## The request
Reproduce every line of the listing below verbatim, leaving out the pictures.
.....
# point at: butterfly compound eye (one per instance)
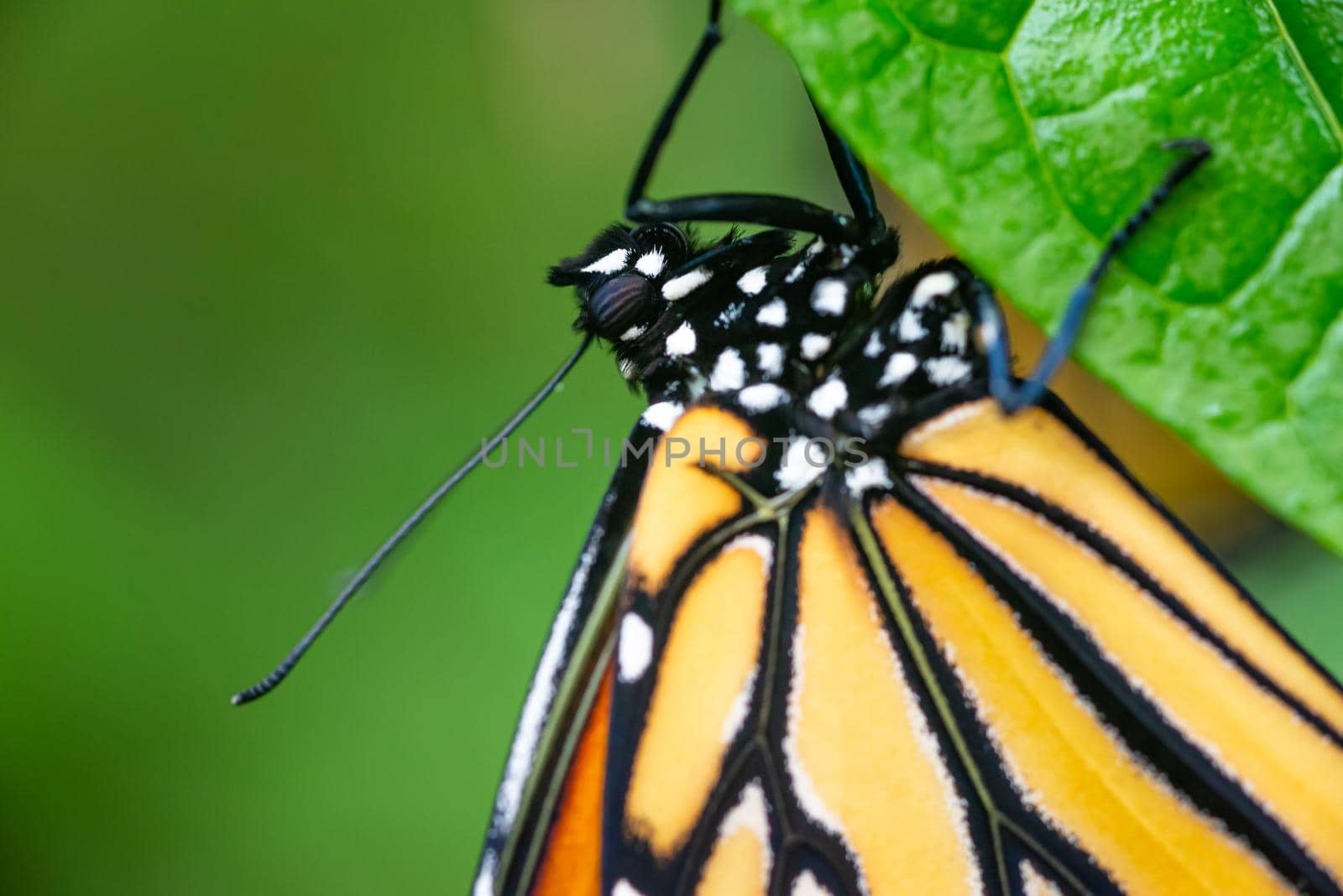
(619, 305)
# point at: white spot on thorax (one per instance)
(763, 396)
(899, 367)
(678, 287)
(754, 280)
(774, 314)
(662, 414)
(830, 297)
(635, 649)
(828, 399)
(729, 372)
(954, 331)
(943, 372)
(868, 475)
(651, 263)
(814, 345)
(931, 287)
(609, 263)
(770, 357)
(682, 341)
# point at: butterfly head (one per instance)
(619, 278)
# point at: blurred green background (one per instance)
(266, 271)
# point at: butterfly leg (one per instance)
(745, 208)
(1014, 396)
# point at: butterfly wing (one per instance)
(911, 681)
(544, 831)
(1096, 658)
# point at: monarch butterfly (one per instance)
(960, 652)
.....
## Task solution
# point at: butterfly compound eye (one per instance)
(619, 305)
# point at: white spot on thorax (one per instance)
(763, 396)
(899, 367)
(678, 287)
(754, 280)
(774, 314)
(662, 414)
(830, 297)
(635, 649)
(828, 399)
(729, 372)
(954, 331)
(943, 372)
(868, 475)
(651, 263)
(814, 345)
(931, 287)
(609, 263)
(770, 357)
(682, 341)
# point at: butterfly head (one per instance)
(619, 278)
# point at: blurred green background (one per instance)
(266, 271)
# point at: butterfly leg (one per instance)
(745, 208)
(1014, 396)
# point at: butterfly wing (one per instance)
(911, 681)
(544, 831)
(1096, 658)
# point at: monarch butterfly (one per instance)
(960, 652)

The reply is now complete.